Refreshed by the Mahia Peninsula, we drove south towards Napier, staying at a Department of Conservation (DOC) campsite at Lake Tutira. It was a beautiful spot, but we were raked by gale-force winds that stirred up the tiny lake’s surface into a roiling mass of whitecaps. We found a place to camp that was sheltered by a belt of tall trees, but in the middle of the night we were awoken by a thunderous crack that shook the car. I got up to find that a massive branch had broken off one of the trees, narrowly missing our neighbours who were sleeping in a small tent. As I got up, I saw them frantically packing up and throwing their gear into their car before driving off; had that branch fallen two metres to one side, they would have been crushed to death under it. It was a sobering night!

[Saved entries]
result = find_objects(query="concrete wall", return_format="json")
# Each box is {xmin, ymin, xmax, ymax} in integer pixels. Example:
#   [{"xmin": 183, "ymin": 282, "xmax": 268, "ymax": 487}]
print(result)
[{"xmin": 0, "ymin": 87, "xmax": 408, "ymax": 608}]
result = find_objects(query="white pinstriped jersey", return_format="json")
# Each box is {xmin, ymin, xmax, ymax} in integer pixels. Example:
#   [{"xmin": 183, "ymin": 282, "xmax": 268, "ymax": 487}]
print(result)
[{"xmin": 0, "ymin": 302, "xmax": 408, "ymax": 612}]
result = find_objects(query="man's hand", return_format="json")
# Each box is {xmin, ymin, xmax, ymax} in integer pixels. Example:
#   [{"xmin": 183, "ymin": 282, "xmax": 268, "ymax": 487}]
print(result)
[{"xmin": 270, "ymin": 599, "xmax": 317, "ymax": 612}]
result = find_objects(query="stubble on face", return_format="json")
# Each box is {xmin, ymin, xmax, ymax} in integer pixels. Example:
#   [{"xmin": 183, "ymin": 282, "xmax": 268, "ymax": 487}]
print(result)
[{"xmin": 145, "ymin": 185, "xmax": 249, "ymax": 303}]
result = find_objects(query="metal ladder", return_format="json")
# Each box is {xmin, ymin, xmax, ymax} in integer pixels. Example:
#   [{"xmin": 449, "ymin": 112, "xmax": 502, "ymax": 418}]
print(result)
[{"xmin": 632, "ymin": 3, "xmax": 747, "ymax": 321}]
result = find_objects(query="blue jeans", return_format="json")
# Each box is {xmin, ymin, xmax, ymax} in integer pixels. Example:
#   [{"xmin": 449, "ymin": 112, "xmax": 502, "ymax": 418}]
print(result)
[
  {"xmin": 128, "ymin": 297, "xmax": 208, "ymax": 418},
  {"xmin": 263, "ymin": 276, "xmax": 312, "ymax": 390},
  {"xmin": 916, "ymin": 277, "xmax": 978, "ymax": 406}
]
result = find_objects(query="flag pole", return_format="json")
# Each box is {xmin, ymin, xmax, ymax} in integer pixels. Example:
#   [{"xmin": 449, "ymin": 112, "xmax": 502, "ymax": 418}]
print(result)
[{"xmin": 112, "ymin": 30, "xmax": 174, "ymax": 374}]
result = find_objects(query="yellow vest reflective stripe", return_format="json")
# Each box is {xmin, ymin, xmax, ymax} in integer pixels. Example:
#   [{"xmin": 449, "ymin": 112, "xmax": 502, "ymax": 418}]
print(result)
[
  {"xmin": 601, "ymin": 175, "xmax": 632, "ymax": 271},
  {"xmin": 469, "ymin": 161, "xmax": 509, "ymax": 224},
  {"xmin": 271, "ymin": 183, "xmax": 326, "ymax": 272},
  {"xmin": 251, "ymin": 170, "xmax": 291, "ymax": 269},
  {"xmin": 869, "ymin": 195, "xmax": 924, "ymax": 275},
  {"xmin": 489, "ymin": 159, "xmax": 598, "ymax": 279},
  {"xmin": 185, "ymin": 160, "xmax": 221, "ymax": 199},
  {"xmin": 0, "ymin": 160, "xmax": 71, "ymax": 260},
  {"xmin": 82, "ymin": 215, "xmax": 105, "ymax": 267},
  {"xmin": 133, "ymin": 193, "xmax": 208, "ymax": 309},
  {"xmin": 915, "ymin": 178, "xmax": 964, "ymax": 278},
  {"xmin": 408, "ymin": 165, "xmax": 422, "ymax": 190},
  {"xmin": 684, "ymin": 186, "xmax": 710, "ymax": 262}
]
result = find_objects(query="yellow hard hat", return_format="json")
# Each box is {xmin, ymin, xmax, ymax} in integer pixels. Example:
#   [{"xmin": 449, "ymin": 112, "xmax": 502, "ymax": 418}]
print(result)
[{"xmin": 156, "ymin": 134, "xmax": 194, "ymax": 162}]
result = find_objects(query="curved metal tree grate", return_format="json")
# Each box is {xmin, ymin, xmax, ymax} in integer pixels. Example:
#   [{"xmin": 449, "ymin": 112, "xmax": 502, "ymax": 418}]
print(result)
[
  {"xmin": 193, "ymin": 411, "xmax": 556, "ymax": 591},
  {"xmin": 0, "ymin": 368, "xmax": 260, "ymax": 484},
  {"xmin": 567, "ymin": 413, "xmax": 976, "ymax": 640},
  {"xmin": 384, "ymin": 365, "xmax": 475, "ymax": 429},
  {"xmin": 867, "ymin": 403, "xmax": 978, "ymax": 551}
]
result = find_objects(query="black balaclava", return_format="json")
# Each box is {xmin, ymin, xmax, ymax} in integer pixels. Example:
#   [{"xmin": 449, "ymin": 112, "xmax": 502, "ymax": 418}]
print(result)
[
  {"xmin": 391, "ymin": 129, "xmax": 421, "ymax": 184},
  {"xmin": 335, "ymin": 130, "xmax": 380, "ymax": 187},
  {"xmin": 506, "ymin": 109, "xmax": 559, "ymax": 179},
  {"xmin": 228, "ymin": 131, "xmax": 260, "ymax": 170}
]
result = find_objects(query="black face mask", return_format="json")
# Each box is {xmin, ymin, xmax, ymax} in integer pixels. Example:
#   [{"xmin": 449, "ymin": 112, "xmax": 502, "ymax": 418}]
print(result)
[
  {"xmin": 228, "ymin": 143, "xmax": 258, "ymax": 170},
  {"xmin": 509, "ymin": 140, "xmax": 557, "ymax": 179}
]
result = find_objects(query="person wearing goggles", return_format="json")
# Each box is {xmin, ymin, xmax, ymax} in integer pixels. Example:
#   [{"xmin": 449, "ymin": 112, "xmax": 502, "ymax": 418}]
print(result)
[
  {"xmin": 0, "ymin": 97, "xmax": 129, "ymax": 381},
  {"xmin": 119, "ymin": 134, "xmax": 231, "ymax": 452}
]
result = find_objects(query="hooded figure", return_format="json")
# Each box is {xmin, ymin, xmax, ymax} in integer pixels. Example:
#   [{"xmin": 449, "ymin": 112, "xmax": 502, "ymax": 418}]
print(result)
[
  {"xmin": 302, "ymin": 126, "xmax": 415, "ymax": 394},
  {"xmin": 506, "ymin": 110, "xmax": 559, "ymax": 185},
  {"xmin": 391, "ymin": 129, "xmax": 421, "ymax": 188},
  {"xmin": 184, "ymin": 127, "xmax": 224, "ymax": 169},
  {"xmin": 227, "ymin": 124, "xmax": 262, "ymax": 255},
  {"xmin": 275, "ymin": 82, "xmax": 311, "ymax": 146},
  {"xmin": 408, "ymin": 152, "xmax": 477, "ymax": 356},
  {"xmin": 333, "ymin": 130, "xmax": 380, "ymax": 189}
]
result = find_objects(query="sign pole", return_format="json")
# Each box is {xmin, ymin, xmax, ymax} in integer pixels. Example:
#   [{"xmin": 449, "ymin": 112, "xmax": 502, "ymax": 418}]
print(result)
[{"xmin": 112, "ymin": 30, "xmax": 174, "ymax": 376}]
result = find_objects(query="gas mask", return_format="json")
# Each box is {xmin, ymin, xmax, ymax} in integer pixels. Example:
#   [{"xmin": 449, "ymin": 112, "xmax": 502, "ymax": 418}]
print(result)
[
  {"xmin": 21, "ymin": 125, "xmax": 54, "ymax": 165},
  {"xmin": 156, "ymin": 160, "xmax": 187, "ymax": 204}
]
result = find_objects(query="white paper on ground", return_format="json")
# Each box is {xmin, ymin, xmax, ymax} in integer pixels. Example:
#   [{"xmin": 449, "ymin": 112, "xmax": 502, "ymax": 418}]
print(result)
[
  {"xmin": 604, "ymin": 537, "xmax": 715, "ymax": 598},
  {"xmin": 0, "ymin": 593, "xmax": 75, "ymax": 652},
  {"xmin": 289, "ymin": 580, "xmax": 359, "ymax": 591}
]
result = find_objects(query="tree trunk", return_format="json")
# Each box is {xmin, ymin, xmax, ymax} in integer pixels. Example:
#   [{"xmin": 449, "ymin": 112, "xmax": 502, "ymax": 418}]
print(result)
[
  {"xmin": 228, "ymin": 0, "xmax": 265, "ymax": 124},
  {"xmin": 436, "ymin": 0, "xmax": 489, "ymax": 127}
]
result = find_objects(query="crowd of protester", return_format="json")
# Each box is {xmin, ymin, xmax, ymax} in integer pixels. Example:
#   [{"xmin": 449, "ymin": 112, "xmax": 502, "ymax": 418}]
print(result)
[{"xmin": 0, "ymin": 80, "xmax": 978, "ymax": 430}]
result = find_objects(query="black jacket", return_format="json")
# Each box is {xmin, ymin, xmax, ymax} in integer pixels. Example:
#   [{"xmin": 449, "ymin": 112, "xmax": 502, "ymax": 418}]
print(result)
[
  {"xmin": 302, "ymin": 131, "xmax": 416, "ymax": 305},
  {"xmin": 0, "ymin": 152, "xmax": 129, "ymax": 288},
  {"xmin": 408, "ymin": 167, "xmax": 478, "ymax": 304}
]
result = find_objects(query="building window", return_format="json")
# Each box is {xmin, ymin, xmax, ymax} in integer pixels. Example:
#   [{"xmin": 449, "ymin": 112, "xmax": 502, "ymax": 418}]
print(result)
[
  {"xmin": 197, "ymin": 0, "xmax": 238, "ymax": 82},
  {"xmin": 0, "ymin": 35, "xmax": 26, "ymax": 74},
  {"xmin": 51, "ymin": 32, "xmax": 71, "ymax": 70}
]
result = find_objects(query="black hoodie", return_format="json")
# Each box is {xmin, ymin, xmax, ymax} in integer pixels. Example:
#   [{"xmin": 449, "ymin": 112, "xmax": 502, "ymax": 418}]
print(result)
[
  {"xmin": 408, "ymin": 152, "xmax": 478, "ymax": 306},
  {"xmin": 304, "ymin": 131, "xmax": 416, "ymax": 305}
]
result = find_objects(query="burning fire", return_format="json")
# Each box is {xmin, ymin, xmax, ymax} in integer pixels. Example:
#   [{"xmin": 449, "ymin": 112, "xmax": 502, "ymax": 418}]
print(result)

BRIEF 1:
In the passage about the Lake Tutira campsite, where did the travelers stay as they drove south towards Napier?
BRIEF 2:
From the Lake Tutira passage, copy out the part that opens with the words containing "Refreshed by the" and closes with "a sobering night!".

REPLY 1:
At a Department of Conservation (DOC) campsite at Lake Tutira.

REPLY 2:
Refreshed by the Mahia Peninsula, we drove south towards Napier, staying at a Department of Conservation (DOC) campsite at Lake Tutira. It was a beautiful spot, but we were raked by gale-force winds that stirred up the tiny lake’s surface into a roiling mass of whitecaps. We found a place to camp that was sheltered by a belt of tall trees, but in the middle of the night we were awoken by a thunderous crack that shook the car. I got up to find that a massive branch had broken off one of the trees, narrowly missing our neighbours who were sleeping in a small tent. As I got up, I saw them frantically packing up and throwing their gear into their car before driving off; had that branch fallen two metres to one side, they would have been crushed to death under it. It was a sobering night!